── Teks Bacaan

Aktor Bjorka Sadarkan Publik Soal Bahaya dari Kebocoran Data

Laporan: Sinpo
Senin, 12 September 2022 | 09:36 WIB
Hacker Bjorka meretas data KPU. Foto: Tangkapan layar
Hacker Bjorka meretas data KPU. Foto: Tangkapan layar

SinPo.id - Pengamat militer dan Intelijen, Susaningtyas Kertopati, menilai, kebocoran data menjadi tren global termasuk di Indonesia sejak awal masa pandemi Covid-19. Diawali dengan kebocoran data Tokopedia pada Mei 2020.

Kemudian berlanjut dengan kasu kebocoran data BPJS, KPU, Polri, Pertamina, BI, BUMN dan berbagai Lembaga Negara, Kementrian, dan Pemerintah daerah.

"Yang paling menyita perhatian adalah kebocoran data Kementrian Kesehatan, data registrasi nomor seluler Kominfo dan juga data pemilih KPU. Kominfo dan KPU kebocorannya baru saja diupload pada sebulan terakhir," kata wanita yang karib disapa Nuning itu, Senin, 12 September 2022.

Awalnya, menurut Nuning, kasus kebocoran data tidak mendapatkan perhatian publik secara massif. Namun, dengan hadirnya aktor Bjorka yang viral menyebabkan perhatian masyarakat berpaling.

"Setidaknya beberapa hal penyebab Bjorka menarik perhatian publik, yaitu menyebut menyerang Kominfo Jonny G Plate, lalu mengancam membocorkan data leaks istana dan sudah dilakukan, terakhir yang membuat viral karena Bjorka menyerang Denny Siregar sehingga mendapatkan banyak balasan viral di Twitter," tutur Nuning.

Menurut Nuning, penyebab utama banyaknya kebocoran data di tanah air antara lain ketidaksiapan stakeholder menghadapi arus kencang perubahan siber terlihat dari belum adanya UU PDP, UU KKS yang pada akhirnya lembaga negara serta kementrian ini tanpa petunjuk jelas dan tegas dalam melakukan digitalisasi serta pengamanan siber di Lembaga masing-masing.

"Penyebab lain adalah banyaknya sistem informasi aplikasi yang dibangun lebih dari 24 ribu aplikasi dan lebih dari 2.700 database, ini diperparah dengan pengamanan yang seadanya bahkan aplikasi yang tidak terpakai masih banyak yang online dengan tanpa pengawasan sama sekali, alias diabaikan," tutur Nuning.

Pada kenyataannya, yang jadi masalah ancaman siber belum diutamakan. Kesadaran keamanan informasi belum dimiliki oleh pemimpin dan kesadaran masyarakat juga masih sangat lemah,dianggap ancaman siber itu tidak nyata. Padahal siber ini senjata yang paling ampuh untuk kuasai dunia.

────
── Data Tinjauan

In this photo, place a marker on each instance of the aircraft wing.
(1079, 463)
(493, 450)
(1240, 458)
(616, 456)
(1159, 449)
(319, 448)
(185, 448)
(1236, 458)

────

## Petunjuk Latihan
Teruskan artikel tentang kebocoran data setelah kalimat terakhirnya. Baris data tidak berkaitan dengan artikel tentang kebocoran data.

## Jawaban
Nuning mengatakan, yang bisa dilakukan untuk perbaikan adalah menyusun dan mengesahkan UU PDP (UU Pelindungan Data Pribadi) dengan sesegera mungkin.

"Namun dengan isi yang kuat, misalnya soal denda dan hukuman bagi Lembaga (PSE, Penyelenggara Sistem Elektronik) yang mengalami kebocoran data. Jadi PSE ini bukan diposisikan sebagai korban, tetapi sebagai pihak yang bertanggungjawab pada data yang mereka kelola," tuturnya.

UU PDP, sambungnya, juga harus memberi amanat pada pembentukan Komisi PDP yang independent, setara dengan komisi negara lain seperti KPK dan KPU, bukan berada dibawah Kementrian seperti usul Kominfo agar Komisi PDP berada dibawah mereka.

"Ini penting melihat bagaimana dalam kasus kebocoran data registrasi nomor seluler, Kominfo tidak bisa dengan terang membuka siapa yang bertanggungjawab, pada Kominfo sendiri yang seharusnya bertanggungjawab, ini tentu bukan preseden yang baik bagi penguatan keamanan siber di tanah air," ujarnya.

Untuk berbagai kasus yang sedang viral saat ini, menurut Nuning perlu dibuat satgas khusus untuk mengejar pelaku hacking dan pembocoran data pribadi. Satgasus ini bisa dari berbagai elemen, pemerintah, akademisi, professional, pakar dan komunitas hacker tanah air.

Lalu, perlu dilakukan audit digital forensic ke seluruh Kementerian Lembaga, Pemerintah Pusat/daerah, TNI/Polri sehingga diketahui dengan lebih detail dimana saja ancaman kebocoran data dan peretasan ini terjadi.

"Evaluasi pada berbagai aplikasi dan sistem informasi yang dimiliki pemerintah, seperti diinfo Kemenkeu ada lebih dari 24 ribu aplikasi dan lebih dari 2.700 database. Ini perlu segera dilakukan evaluasi sehingga bisa dibuat superapps dan satu data nasional," tandas Nuning.